[Input records]:
___
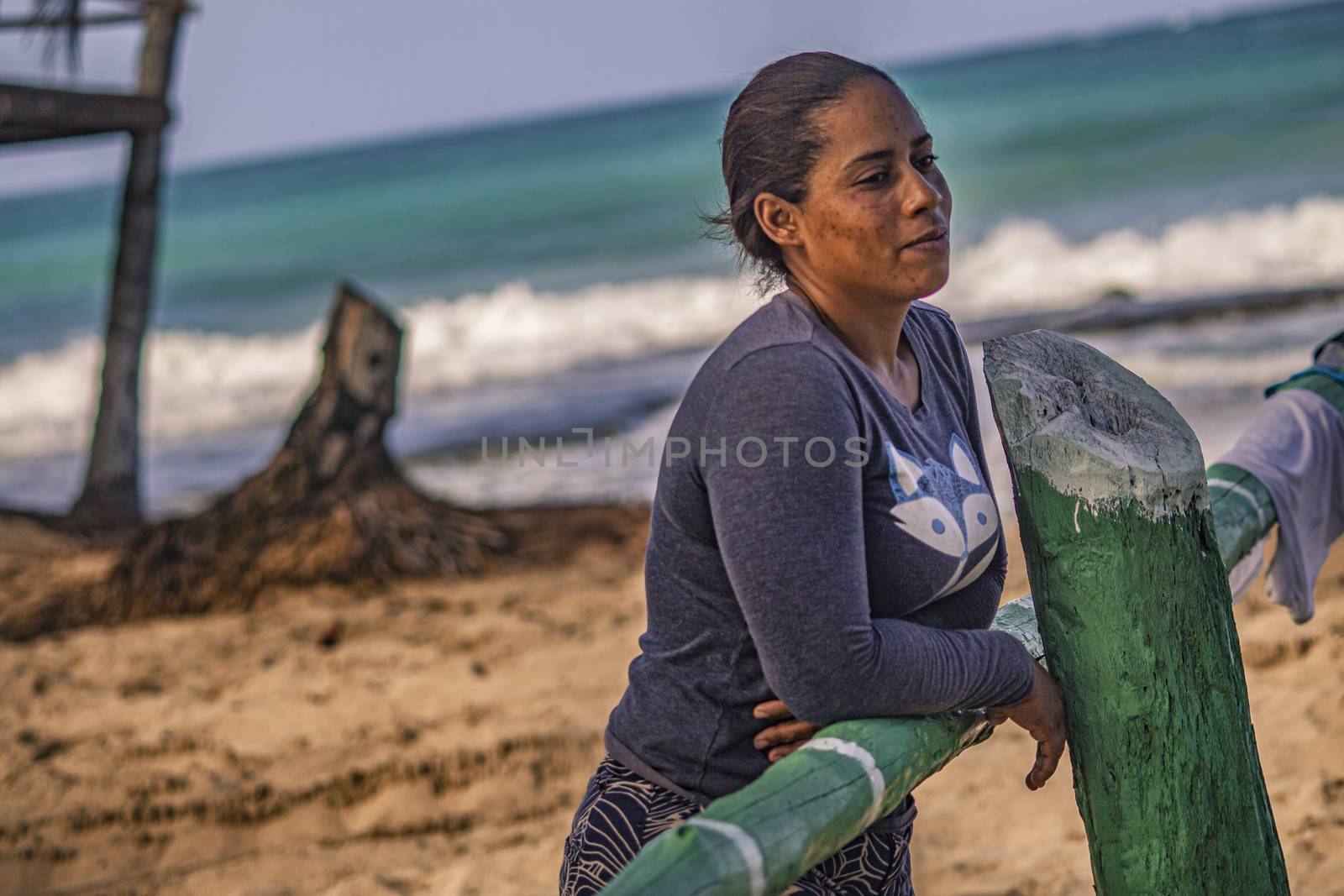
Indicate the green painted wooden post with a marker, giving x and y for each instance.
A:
___
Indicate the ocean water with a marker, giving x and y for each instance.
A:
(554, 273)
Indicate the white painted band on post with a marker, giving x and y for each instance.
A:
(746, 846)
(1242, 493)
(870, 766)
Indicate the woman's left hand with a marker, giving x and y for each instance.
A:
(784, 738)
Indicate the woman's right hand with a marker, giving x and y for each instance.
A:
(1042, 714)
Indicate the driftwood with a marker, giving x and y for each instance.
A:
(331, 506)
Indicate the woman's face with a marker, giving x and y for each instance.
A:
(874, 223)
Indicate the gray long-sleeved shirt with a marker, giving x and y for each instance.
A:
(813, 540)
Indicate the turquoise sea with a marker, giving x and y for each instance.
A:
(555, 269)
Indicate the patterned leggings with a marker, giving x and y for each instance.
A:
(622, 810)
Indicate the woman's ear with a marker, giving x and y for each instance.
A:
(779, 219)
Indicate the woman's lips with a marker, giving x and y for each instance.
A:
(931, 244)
___
Pull out each line of the entries above that contains the string "with". Uppercase and lowercase letters count as different.

[Solution for this task]:
Indicate the green painted wooden post with a marker, giving x and y for each instance.
Indicate the ocean water with a marker, giving x and y for each instance.
Indicate the white painted band on post with a marker, giving x and y for each instance.
Indicate the woman's left hand with a marker, giving x and y for each instance.
Indicate the woman's right hand with a marker, giving x and y for each instance.
Indicate the driftwood with a marker, giving x and y for each instance.
Indicate the woman's face with a marker, giving x and y for each instance.
Indicate the gray long-sleeved shirt with a marker, giving x and y for each instance.
Indicate the turquoise sea with a marker, giving x and y for each instance.
Indicate the patterned leggings with a marker, giving x and y for each instance.
Indicate the woman's ear with a marker, giving x and y for each instance.
Indicate the woman's lips with a marker, giving x and y for each instance.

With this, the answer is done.